*** Begin section ***

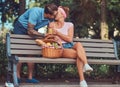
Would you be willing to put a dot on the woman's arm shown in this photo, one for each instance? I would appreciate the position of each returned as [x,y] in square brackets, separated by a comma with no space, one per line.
[33,32]
[67,38]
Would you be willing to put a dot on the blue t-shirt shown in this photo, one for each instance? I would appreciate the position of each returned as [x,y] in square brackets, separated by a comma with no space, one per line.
[34,16]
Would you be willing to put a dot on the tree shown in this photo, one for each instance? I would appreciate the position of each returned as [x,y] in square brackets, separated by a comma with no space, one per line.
[104,26]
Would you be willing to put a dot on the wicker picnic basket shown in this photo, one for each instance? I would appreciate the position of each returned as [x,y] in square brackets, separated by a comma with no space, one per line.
[52,52]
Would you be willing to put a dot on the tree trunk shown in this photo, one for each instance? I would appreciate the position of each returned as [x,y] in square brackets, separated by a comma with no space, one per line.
[104,26]
[22,6]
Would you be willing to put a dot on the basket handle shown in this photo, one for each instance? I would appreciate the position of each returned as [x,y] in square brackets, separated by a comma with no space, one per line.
[53,38]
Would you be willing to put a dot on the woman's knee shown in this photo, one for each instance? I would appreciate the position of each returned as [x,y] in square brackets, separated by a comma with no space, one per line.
[78,44]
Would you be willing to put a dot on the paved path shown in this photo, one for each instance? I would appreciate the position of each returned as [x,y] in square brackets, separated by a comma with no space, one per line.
[71,84]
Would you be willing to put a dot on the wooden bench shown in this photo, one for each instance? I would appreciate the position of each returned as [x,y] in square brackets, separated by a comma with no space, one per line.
[97,51]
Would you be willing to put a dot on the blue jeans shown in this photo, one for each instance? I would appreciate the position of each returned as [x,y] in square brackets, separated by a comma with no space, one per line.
[68,45]
[19,29]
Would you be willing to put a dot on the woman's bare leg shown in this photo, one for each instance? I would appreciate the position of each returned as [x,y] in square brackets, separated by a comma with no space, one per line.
[30,70]
[80,69]
[80,52]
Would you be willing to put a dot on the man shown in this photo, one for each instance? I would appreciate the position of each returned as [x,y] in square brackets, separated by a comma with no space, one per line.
[29,23]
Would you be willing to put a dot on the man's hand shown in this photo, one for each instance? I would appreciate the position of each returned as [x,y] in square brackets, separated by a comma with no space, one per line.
[33,32]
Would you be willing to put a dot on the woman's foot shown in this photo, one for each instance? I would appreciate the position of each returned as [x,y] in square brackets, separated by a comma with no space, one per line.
[32,80]
[87,68]
[83,83]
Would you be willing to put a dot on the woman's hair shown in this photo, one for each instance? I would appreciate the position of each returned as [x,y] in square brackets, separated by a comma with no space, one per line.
[50,8]
[66,9]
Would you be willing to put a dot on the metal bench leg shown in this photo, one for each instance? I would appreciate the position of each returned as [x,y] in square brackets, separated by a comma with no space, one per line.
[15,75]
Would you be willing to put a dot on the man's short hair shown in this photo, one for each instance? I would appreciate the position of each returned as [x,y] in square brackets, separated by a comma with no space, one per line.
[50,8]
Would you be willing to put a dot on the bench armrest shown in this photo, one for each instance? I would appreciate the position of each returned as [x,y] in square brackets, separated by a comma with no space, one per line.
[8,53]
[115,48]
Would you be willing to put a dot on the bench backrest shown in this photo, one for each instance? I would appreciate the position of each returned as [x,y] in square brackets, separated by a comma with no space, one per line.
[26,45]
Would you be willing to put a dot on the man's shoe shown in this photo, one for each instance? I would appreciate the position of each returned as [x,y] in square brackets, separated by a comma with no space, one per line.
[32,80]
[87,68]
[19,80]
[83,84]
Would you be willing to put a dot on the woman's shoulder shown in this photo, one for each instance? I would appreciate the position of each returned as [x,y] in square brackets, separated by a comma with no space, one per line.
[69,23]
[51,24]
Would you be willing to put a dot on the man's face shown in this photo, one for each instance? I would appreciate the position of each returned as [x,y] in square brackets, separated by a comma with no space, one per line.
[52,16]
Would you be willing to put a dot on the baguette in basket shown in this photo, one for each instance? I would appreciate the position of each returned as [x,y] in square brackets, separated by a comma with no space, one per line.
[51,46]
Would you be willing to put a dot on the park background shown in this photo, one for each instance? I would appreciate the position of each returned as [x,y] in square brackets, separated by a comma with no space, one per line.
[99,19]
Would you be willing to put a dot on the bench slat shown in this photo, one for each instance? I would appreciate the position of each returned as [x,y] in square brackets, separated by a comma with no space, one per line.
[26,47]
[92,40]
[66,60]
[26,41]
[38,52]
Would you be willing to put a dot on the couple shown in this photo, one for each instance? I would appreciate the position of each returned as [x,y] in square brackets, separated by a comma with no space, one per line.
[34,18]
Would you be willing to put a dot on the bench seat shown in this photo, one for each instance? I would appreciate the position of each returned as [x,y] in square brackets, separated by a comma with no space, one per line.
[23,48]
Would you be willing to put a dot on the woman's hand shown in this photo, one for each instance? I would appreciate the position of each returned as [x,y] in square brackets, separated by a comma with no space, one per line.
[55,31]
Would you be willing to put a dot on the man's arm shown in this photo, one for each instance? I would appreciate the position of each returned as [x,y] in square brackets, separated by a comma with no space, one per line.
[33,32]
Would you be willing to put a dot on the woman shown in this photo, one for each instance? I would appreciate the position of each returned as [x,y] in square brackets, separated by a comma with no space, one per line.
[64,30]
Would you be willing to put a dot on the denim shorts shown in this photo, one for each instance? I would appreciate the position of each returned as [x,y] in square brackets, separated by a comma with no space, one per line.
[19,29]
[68,45]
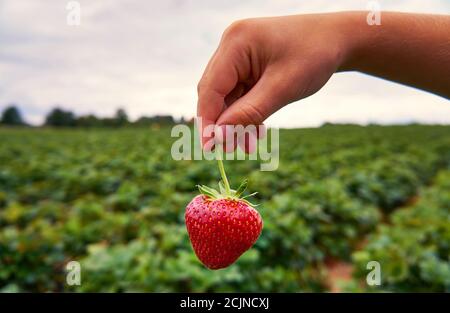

*** End section ***

_REQUIREMENT_. Once the pictures are removed, return the entries exactly as they stand.

_COMPLETED TASK_.
Would you be willing to put a dot on the woman's arm shown in this photo, one for each instance? I would appreciate the position of each returned as [x,y] in square brackets, separated by a comma with no space, one per line.
[33,32]
[67,38]
Would you be willing to put a dot on the blue t-shirt shown in this photo, one for each instance? I would appreciate the position of each returned as [x,y] in square brackets, separated by a comma with no space, one per line.
[34,16]
Would you be willing to put a dot on the tree shown in this photo, one for each instance? I would appreciate the position of each returned as [x,y] in square brackets, separated by a comma with no space, one per line.
[104,26]
Would you be willing to put a dot on the wicker picnic basket shown in this photo, one for each instance? I would appreciate the position of each returned as [x,y] in square brackets, separated by a comma with no space, one per line.
[52,52]
Would you be willing to put a dot on the tree trunk shown in this photo, one for each instance? I would appreciate the position of each returned as [x,y] in square brackets, separated by a comma with no space, one per line.
[104,26]
[22,6]
Would you be willing to put a dot on the basket handle shown in this photo, one for each instance? I would appreciate the position of each returned as [x,y] in square brackets, separated by a comma with no space, one per line.
[53,38]
Would you be willing to put a dot on the woman's knee shown in this photo, one for each instance? I would appreciate the position of each returned as [x,y] in square brackets, separated by a comma with no space, one per line.
[78,44]
Would you be willing to put a dot on the paved path shown in this photo, one for each instance? I would appreciate the position of each returned as [x,y] in square brackets, separated by a comma with no space, one per line.
[71,84]
Would you be willing to put a dot on the wooden bench shown in this photo, one for each instance? I would appreciate the position of each returned as [x,y] in square brackets, separated by a comma with no space, one per line.
[97,51]
Would you be willing to put a dot on the blue jeans shown in this photo, one for each instance? I would appreciate the position of each returned as [x,y] in square brackets, separated by a comma with no space, one per line.
[68,45]
[19,29]
Would you be willing to put a dot on the woman's bare leg shown in this photo, one for each instance? I would appreciate the position of each returned as [x,y] in square brackets, separated by a comma with no space, one per line.
[30,70]
[80,69]
[80,52]
Would you be willing to put a dot on the man shown in this photo, one for each instance? I would appreciate the position of each returned as [x,y] in square brackets, separated by a comma with no space, one per line.
[29,23]
Would you be willing to put a dot on the man's hand shown in this photo, one for each instance? I would appreciate the position of each returned as [x,y] in square brackets, separated by a comma with no space, one per line.
[33,32]
Would you be willing to put a dot on the woman's foot shown in this photo, one for each instance? I would appreciate the position of each returned as [x,y] in square brackets, separated by a comma with no space, one per line.
[32,80]
[87,68]
[83,83]
Would you be willing to put a dot on the woman's hair shown in this photo, one for each instance? I would appreciate the position of each returned as [x,y] in square brackets, separated by a comma with no space, one per line.
[50,8]
[66,9]
Would you be willing to put a dot on the metal bench leg shown in this photo, one for each instance? I would appreciate the position of each returned as [x,y] in square brackets, separated by a comma with no space, one per line.
[15,75]
Would you be willing to put a dot on the man's short hair shown in this photo, one for each instance? I would appreciate the position of each returned as [x,y] in square brackets, separated by a comma with no space, one per line.
[50,8]
Would you be willing to put a dot on the bench armrest shown in this photo, one for each instance? I would appreciate the position of each returned as [x,y] in square brackets, separated by a comma with no space, one per line.
[8,53]
[115,48]
Would you be willing to put a dot on the bench backrest shown in this photo, one for each instance? I would appreciate the position of each returned as [x,y] in square brackets, separated by a comma with no space, one per line.
[26,45]
Would you be willing to put a dot on the man's shoe shown in this photo, one for each instance? I would appreciate the position of each returned as [x,y] in square brackets, separated by a comma with no space, one per line.
[32,80]
[87,68]
[19,80]
[83,84]
Would you be willing to put a dot on the woman's shoulder shown in this photo, one for each instance? I would appreciate the position of each returned as [x,y] in square brackets, separated by a comma with no space, one per line.
[69,23]
[51,24]
Would you be willing to put a dot on the man's face shown in this photo, one for each instance? I would appreciate the position of each returned as [x,y] in square brackets, separated by a comma with no space, one per line.
[52,16]
Would you be willing to put a dot on the baguette in basket shown in this photo, one for each instance? I would appreciate the position of each returned as [x,y] in square brackets, separated by a comma with no space, one per line.
[51,46]
Would you be willing to put a dot on the park background shown in this photo, one for each instance? I would appreciate the position of each returned as [x,y] in square brackets, separated by a comma with no space, one per line.
[99,19]
Would you be willing to put a dot on the bench slat shown in this photo, one for each instance? I would appreciate the position of each returned as [x,y] in square brackets, separated by a comma with no space, one per line.
[26,47]
[92,40]
[66,60]
[26,41]
[38,52]
Would you be willing to put a dot on the couple shown in this photo, one for each instance? I would appreciate the position of each returned as [x,y] in square brackets, separated by a comma with no space, one per line.
[34,18]
Would you be willing to put a dot on the bench seat shown in this photo, one for each instance? I would appreciate the position of each returned as [x,y] in square brackets, separated by a comma with no space, one per line.
[23,48]
Would you be willing to put a dot on the woman's hand shown in this photo, one for each instance? I would appreciate the position of each returned as [x,y] in square brackets, separated by a comma with no space, one per line.
[55,31]
Would you be willing to put a dot on the man's arm shown in this photo, one for each instance? I would appreciate the position of each returned as [x,y] in square brackets, separated by a comma with no space, one per line.
[33,32]
Would you be willing to put a dot on the woman shown in this photo, one for each instance? I would appreciate the position of each returned as [x,y] in square brackets, separated by a comma with no space, one per line.
[64,30]
Would you be willing to put a dot on the denim shorts shown in this photo, one for each instance? I would appreciate the position of each returned as [x,y] in square brackets, separated by a comma with no space, one per line.
[19,29]
[68,45]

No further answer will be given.